**Instructions for the task**
Copy each of the following lines word for word, keeping their order.

────────────────────

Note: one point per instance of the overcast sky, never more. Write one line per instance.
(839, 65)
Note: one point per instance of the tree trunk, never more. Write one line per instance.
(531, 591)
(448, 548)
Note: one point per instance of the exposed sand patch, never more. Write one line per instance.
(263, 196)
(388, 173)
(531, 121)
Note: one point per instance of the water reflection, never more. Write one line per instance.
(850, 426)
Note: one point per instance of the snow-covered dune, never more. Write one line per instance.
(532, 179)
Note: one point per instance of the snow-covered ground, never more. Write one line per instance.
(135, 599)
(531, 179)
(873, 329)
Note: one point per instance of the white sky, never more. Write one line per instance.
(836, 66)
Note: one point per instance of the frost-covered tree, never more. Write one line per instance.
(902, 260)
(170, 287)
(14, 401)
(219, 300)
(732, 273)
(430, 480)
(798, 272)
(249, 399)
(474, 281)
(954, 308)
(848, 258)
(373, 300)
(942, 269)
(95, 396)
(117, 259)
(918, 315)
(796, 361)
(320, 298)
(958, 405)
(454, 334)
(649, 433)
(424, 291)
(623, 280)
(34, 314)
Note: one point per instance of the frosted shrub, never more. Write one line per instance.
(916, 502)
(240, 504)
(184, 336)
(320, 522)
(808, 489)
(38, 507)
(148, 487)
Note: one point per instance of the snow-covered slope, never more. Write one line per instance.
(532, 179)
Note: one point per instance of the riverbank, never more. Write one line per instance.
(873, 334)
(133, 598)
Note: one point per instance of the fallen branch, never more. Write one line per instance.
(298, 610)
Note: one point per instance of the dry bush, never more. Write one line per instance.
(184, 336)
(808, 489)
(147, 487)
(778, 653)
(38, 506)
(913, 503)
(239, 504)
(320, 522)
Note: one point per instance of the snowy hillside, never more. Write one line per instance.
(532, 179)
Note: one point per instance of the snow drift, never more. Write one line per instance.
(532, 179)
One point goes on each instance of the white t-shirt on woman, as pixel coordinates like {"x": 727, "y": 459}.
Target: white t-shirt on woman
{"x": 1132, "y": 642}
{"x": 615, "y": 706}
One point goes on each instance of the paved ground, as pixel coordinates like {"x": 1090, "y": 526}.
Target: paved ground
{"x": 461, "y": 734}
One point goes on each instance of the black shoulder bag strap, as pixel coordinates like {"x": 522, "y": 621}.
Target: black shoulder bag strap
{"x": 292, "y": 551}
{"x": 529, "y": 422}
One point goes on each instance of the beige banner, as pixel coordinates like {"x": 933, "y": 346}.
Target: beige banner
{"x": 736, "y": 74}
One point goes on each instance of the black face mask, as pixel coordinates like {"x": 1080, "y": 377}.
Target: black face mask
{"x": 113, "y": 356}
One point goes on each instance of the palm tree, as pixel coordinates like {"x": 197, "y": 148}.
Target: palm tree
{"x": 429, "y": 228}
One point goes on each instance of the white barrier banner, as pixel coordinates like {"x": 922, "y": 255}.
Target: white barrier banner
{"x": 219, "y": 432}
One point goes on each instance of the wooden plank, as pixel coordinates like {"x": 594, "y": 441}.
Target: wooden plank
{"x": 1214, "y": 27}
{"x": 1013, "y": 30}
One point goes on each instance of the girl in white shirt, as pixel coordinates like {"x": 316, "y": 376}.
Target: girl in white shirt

────────────────────

**Exercise answer**
Note: one point per instance of the overcast sky, never more. Write one line per instance.
(839, 65)
Note: one point per instance of the tree trunk, never more. Write one line per instance.
(531, 591)
(448, 548)
Note: one point per instance of the exposed sand patch, never more. Write one line per instance.
(263, 196)
(388, 173)
(531, 121)
Note: one point per instance of the water reflection, never more. Write one line per instance.
(850, 426)
Note: one point per instance of the snow-covered dune, never more. Write one line per instance.
(532, 179)
Note: one point per instance of the snow-covered ground, never more. Write one line per instance.
(135, 599)
(531, 179)
(873, 329)
Note: one point per instance of the white sky, never more. Write one line per instance.
(836, 66)
Note: one point per instance of the frost-covered tree, never more. Write one line per instance.
(902, 260)
(170, 287)
(14, 401)
(219, 300)
(732, 273)
(430, 480)
(798, 272)
(249, 399)
(474, 281)
(954, 308)
(848, 258)
(373, 300)
(942, 269)
(95, 396)
(117, 259)
(918, 315)
(796, 361)
(320, 298)
(958, 405)
(454, 334)
(649, 433)
(424, 291)
(623, 280)
(34, 314)
Note: one point per instance of the frosted shrub, never more. Write one line per instance.
(916, 502)
(240, 504)
(184, 336)
(320, 522)
(808, 489)
(38, 507)
(148, 487)
Note: one point per instance of the snow-covered slope, never more. Write one line per instance.
(532, 179)
Note: one point per instance of the riverbank, never more. Write one line per instance.
(873, 334)
(133, 598)
Note: one point per instance of the fallen branch, never more. Write one line per instance.
(298, 610)
Note: one point per instance of the dry bush, never more. Write one line per instance.
(184, 336)
(808, 489)
(147, 487)
(778, 653)
(38, 506)
(913, 503)
(239, 504)
(320, 522)
Note: one point per instance of the snowy hillside, never more. Write one line per instance.
(532, 179)
Note: one point per instance of the snow drift, never more. Write one line per instance.
(532, 179)
One point goes on each instance of the white t-shirt on woman, as pixel coordinates like {"x": 727, "y": 459}.
Target: white t-shirt on woman
{"x": 1132, "y": 642}
{"x": 615, "y": 706}
One point goes on each instance of the paved ground, as pixel coordinates like {"x": 1090, "y": 526}.
Target: paved ground
{"x": 461, "y": 734}
One point goes on each instance of the black shoulder bag strap, as pixel coordinates like {"x": 522, "y": 621}.
Target: black shoulder bag strap
{"x": 292, "y": 551}
{"x": 529, "y": 422}
One point goes on each instance of the beige banner, as pixel coordinates like {"x": 933, "y": 346}.
Target: beige banner
{"x": 736, "y": 74}
One point goes on each instance of the black face mask, as pixel coordinates like {"x": 1080, "y": 377}.
Target: black face mask
{"x": 113, "y": 356}
One point goes on each instance of the palm tree, as pixel coordinates like {"x": 197, "y": 148}.
Target: palm tree
{"x": 429, "y": 228}
One point goes on each instance of the white barrier banner, as pixel coordinates like {"x": 922, "y": 255}.
Target: white barrier banner
{"x": 219, "y": 432}
One point goes on each instance of the wooden plank, as pixel coordinates like {"x": 594, "y": 441}.
Target: wooden plank
{"x": 1214, "y": 27}
{"x": 1013, "y": 30}
One point goes on each instance of the girl in white shirt, as pixel coordinates like {"x": 316, "y": 376}.
Target: girl in white shirt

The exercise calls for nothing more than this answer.